**TASK INSTRUCTIONS:** Begin with the line containing "Return a point for each instance of the cream" and copy each line exactly through the last line of the entries, inclusive.

Natural-language object grounding data

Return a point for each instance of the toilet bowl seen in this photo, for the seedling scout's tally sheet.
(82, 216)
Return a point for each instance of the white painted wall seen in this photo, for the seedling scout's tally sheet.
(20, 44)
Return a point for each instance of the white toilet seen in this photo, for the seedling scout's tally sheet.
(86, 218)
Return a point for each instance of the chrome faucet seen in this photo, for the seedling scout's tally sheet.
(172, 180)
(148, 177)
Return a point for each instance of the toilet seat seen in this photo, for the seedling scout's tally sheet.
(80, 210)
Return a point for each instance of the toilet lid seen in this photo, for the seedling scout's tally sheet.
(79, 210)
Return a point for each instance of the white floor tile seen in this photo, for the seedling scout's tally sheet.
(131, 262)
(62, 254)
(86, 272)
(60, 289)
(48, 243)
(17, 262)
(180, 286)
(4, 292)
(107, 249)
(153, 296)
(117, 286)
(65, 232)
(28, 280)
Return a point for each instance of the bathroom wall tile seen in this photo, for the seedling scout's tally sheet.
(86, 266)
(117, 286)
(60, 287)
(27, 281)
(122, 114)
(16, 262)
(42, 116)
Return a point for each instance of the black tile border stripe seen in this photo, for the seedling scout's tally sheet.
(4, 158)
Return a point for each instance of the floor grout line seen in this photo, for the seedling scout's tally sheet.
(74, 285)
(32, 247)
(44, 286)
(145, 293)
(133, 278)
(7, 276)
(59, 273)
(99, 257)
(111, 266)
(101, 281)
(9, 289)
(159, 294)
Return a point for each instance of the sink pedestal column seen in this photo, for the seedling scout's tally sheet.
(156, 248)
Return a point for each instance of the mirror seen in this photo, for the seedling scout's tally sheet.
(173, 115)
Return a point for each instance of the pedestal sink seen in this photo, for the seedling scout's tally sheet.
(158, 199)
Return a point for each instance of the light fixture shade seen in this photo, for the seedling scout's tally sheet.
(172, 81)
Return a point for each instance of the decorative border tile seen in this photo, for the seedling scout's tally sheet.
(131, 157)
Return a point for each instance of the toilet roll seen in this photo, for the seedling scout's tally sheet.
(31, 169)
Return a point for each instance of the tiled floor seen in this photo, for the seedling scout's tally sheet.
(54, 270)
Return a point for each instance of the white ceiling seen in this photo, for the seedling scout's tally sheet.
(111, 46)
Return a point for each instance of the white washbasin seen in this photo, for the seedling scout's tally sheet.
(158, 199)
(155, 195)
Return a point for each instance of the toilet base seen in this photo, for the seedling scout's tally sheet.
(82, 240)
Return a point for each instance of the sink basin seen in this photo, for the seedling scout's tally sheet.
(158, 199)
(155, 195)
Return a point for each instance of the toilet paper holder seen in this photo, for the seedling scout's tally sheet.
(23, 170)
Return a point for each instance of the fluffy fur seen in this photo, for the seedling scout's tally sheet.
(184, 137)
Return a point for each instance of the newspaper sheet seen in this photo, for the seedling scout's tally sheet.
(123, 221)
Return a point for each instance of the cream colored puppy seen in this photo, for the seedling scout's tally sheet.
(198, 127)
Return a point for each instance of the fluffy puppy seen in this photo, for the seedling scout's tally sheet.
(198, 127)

**ANSWER TO THE EXERCISE:**
Return a point for each instance of the cream colored puppy seen in this photo, for the seedling scout's tally sheet.
(198, 127)
Return a point for each instance of the fluffy puppy seen in this photo, for the seedling scout's tally sheet.
(198, 127)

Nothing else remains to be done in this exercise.